### Supplied records

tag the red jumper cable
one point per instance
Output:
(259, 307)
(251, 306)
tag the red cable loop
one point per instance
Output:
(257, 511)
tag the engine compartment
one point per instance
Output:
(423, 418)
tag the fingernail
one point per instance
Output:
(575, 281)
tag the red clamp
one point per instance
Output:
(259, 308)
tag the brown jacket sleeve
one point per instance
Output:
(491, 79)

######
### Supplied records

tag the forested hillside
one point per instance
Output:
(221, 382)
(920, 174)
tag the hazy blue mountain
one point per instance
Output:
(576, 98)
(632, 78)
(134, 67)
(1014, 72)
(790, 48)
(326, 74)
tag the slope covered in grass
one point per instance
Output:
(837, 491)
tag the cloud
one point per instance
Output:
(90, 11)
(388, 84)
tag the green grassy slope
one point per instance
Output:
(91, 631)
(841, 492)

######

Collect every line of the records above that contains the word "cable", matching case exactly.

- [Task output]:
tag the red jumper cable
tag the red cable loop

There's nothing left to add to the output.